Excerpted text |
== Segment start ==

21

For some time I've been thinking of turning a corner with my blog. This year is challenging in a million different ways, and for me one of these challenges is the need to redefine my identity as a writer, or perhaps my relationship to writing, my expectations for it. I started blogging when posts were supposed to start a conversation, but I find that's not why I write.

I write here because I write always, but here I can finish a thing, wrap it up, and give it away without anyone else's say-so.

I haven't left conversation mode because I don't want to hear from readers. I love hearing from readers. I just want to take the pressure off of us. Joseph Gordon Leavitt says artists are in danger today, perhaps more than ever (hello, the social dilemma), of craving attention so much that they begin to create for that purpose instead of for the better and happier motivation - to pay attention.

Life is beautiful. I write to see it. This is one place I will do so. My readers can drop in when they feel like it, ignore me when they have other things to do, stop by, skim, dive deep, mildly react, move on, take with them whatever good or relatable thing they find here, and leave the rest. It's been the plan for a minute, but I was still working it out when John came home for his birthday supper tonight and asked, "Have you written the Anniversary of your Motherhood post yet?"

== Segment end ==

Problem A | In the blog post on redefining a relationship to writing, who asked about the Anniversary of your Motherhood post, and when?
Problem B | Condense the paragraph of the blog post beginning "I haven't left conversation mode" into two sentences that keep its main facts.
Problem C | Proceed with the blog post on redefining a relationship to writing, starting right after its final sentence.
The lines that come after this blog post have no connection to it.

Information shown |
== Segment start ==

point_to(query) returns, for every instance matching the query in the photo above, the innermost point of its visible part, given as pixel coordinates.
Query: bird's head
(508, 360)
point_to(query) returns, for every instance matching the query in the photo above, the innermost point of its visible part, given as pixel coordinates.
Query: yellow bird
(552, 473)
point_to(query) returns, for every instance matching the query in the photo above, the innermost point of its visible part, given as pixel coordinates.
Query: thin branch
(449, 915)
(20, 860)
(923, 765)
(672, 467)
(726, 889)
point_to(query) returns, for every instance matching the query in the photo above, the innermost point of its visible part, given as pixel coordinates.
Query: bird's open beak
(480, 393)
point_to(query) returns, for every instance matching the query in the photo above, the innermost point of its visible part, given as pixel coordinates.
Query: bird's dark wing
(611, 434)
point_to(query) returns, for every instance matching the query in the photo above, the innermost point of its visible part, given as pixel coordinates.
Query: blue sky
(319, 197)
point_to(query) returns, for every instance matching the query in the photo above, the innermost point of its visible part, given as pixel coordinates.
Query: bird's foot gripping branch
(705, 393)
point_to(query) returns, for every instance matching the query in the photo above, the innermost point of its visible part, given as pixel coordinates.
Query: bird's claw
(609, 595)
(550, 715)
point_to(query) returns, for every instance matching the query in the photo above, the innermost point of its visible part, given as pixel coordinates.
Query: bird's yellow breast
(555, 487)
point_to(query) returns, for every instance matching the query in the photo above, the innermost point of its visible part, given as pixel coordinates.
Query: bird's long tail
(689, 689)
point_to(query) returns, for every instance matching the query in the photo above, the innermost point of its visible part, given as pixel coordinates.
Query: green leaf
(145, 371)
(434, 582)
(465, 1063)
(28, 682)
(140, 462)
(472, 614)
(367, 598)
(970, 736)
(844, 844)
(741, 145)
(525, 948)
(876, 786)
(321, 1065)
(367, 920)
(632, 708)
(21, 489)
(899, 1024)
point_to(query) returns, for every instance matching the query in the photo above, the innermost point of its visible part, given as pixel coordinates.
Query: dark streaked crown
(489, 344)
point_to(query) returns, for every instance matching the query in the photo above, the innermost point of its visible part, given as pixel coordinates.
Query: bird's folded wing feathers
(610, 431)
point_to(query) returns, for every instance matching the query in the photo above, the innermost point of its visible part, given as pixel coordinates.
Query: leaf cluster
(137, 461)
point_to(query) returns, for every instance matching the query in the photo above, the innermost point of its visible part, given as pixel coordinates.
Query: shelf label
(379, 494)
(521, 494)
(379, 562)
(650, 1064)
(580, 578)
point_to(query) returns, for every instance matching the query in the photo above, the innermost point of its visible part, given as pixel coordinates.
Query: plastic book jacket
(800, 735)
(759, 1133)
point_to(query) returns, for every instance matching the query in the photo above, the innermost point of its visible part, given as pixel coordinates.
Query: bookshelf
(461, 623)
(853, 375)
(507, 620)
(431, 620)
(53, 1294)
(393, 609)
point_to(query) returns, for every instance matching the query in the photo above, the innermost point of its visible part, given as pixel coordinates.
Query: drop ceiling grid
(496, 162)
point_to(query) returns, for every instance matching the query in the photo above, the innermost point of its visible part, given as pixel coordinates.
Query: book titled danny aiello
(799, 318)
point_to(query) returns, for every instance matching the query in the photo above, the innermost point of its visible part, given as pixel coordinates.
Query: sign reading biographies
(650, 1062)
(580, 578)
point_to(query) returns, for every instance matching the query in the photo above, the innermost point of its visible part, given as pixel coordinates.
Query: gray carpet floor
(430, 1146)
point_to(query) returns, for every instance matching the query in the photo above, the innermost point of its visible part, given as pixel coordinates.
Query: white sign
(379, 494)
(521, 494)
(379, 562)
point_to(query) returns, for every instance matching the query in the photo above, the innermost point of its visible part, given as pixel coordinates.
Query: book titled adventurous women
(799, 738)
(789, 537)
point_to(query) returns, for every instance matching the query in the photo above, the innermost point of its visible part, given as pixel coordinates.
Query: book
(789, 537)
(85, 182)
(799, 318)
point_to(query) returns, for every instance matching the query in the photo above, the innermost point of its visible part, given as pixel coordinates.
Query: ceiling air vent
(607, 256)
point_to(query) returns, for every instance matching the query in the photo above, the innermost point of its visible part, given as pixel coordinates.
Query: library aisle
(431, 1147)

== Segment end ==

Task response A | John asked when he came home for his birthday supper.

Task response B | The writer still loves hearing from readers but wants to take the pressure off both sides. Joseph Gordon Leavitt warns that artists today, perhaps more than ever, risk craving attention so much that they create for it instead of for the better, happier motive of paying attention.

Task response C |
And so I returned to blogging before I knew exactly what to say. This is motherhood - adulthood, for that matter. This is life. Never quite being ready for the thing it's time to do.

"2020 is hard," I said to my mom and sisters, "Getting through it - and getting through it well - will be the greatest achievement of my life."

I think many people would find it validating, my sister said, that a cancer survivor finds 2020 the most challenging year of her life.

It was a good point. The thing is, the years I survived cancer, everyone else was on the other side of the challenge...sending cards, making soup, watching my kids, lighting candles, holding things together so when I returned to normal life it would still be there. A pandemic is something else. It's a thing we're all inside of alone together. We all wake up with our own wide-eyed, varying feelings about whether it's a pandemic kind of day we can handle or not so much. We all have our own additional things that would have seemed hard even without a pandemic and now we have to navigate them both.

This is the year we understand each other if we can't seem to wear real pants. Certainly, we won't judge the ones who choose to just get through. I've noticed something, though. If getting through is possible, what else might be?

John,

We're twenty-one today - you on earth and me in a more spiritual sense. I'm twenty-one years a mother, a thing I love to write about the most but need to write about the least because I never forget, never unsee how beautiful it is.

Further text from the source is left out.